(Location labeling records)
------
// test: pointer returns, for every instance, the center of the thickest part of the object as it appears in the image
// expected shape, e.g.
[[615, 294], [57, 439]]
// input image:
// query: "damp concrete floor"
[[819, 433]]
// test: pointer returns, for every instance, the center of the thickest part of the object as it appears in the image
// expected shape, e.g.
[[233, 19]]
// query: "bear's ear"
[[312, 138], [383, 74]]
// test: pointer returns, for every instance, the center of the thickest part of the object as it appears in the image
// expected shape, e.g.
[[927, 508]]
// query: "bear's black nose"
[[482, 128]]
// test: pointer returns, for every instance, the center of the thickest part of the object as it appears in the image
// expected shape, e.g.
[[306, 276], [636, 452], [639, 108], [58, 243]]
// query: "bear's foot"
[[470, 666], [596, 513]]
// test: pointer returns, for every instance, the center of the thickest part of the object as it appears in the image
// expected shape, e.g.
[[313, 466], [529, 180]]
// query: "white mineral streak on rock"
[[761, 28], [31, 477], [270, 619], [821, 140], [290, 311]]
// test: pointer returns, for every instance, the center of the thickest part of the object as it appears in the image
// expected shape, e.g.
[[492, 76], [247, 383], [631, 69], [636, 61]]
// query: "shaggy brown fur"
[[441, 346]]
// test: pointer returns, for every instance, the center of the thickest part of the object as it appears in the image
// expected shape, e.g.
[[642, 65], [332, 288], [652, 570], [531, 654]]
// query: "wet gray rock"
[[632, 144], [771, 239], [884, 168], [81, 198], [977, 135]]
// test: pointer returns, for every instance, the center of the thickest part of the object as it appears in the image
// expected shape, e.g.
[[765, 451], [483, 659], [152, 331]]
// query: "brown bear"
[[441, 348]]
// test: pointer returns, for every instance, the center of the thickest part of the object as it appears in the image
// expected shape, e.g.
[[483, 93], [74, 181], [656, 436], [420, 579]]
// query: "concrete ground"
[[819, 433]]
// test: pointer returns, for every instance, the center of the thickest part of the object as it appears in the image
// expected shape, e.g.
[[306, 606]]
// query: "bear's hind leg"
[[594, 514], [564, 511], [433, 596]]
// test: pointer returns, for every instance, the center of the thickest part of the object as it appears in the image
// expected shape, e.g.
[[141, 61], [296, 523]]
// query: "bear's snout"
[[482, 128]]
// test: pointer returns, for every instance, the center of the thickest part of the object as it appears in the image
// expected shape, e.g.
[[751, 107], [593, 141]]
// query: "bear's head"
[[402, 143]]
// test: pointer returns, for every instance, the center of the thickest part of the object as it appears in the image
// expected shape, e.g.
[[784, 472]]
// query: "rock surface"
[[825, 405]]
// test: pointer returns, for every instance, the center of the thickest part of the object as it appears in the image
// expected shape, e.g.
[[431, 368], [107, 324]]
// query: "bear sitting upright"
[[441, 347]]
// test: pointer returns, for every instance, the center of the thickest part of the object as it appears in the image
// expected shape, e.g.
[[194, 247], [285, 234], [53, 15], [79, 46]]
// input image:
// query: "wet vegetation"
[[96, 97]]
------
What you should do:
Return all of the lines above, reproducing each one verbatim and without any alteration.

Reply to the task:
// test: pointer returns, for every instance, the center of the thickest part of the object as it appears in the image
// expected shape, e.g.
[[615, 294], [57, 439]]
// input image:
// query: "damp concrete floor"
[[819, 433]]
// test: pointer returns, for every instance, the center of the thickest part of the object as it appears in the image
// expected shape, e.g.
[[233, 19]]
// query: "bear's ear"
[[312, 138], [383, 74]]
// test: pointer returns, for every instance, the center of the thickest part of the object as it appears in the image
// expected shape, e.g.
[[927, 508]]
// query: "bear's black nose"
[[482, 128]]
// test: pointer returns, for every instance, the center of the thickest part of the object as it appears in the image
// expected shape, e.g.
[[306, 276], [636, 452], [639, 108], [58, 243]]
// query: "bear's foot"
[[470, 666], [596, 513]]
// test: pointer returns, for every instance, the center of the thickest part of the object as it appears in the image
// expected shape, e.g.
[[313, 466], [529, 180]]
// query: "white mineral streak on rock"
[[761, 28], [31, 477], [270, 619], [821, 140], [290, 311]]
// test: pointer returns, for every instance, the center of the thickest part of the object as it appears in the image
// expected shape, e.g.
[[492, 76], [247, 383], [631, 69], [636, 61]]
// query: "shaggy brown fur"
[[441, 346]]
// test: pointer returns, for every instance, the center of the thickest part of the object as it appears in the image
// expected shape, e.g.
[[642, 65], [332, 288], [652, 570], [531, 654]]
// query: "wet gray rock"
[[632, 144], [771, 239], [884, 168], [81, 198], [977, 135]]
// test: pointer returns, for every instance, the center of the thickest part of the object as it appears in the image
// expected shape, e.g.
[[765, 451], [483, 659], [152, 331]]
// query: "brown bear"
[[441, 348]]
// test: pointer returns, for every instance, the center of the thickest part of the object as it appears in the image
// expected shape, e.g.
[[483, 93], [74, 181], [656, 436], [420, 579]]
// query: "concrete ground"
[[819, 433]]
// test: pointer returns, for every instance, the center of the thickest part of the object as it appears in the image
// expected shape, e.g.
[[306, 606]]
// query: "bear's hind leg"
[[594, 514], [564, 511], [433, 596]]
// test: pointer returns, for every instance, the center of the thickest part of the object as it appears in the image
// expected shape, e.g.
[[141, 61], [296, 523]]
// query: "bear's snout"
[[482, 128]]
// test: pointer returns, for every instance, the center of the thickest part of the object as it appears in the image
// expected shape, e.g.
[[751, 107], [593, 141]]
// query: "bear's head"
[[402, 143]]
// test: pointer returns, for every instance, the center of the thickest part of the object as it appears in the image
// expected shape, e.g.
[[784, 472]]
// query: "rock surface"
[[825, 405]]
// test: pointer returns, for every instance, the center of the thickest part of the object as it appears in the image
// expected shape, e.g.
[[431, 368], [107, 324]]
// query: "bear sitting upright"
[[441, 347]]
// test: pointer returns, for every instance, the center of the thickest part of the object as it appears in the image
// expected shape, e.g.
[[194, 247], [285, 234], [53, 15], [79, 46]]
// input image:
// query: "wet vegetation"
[[96, 97]]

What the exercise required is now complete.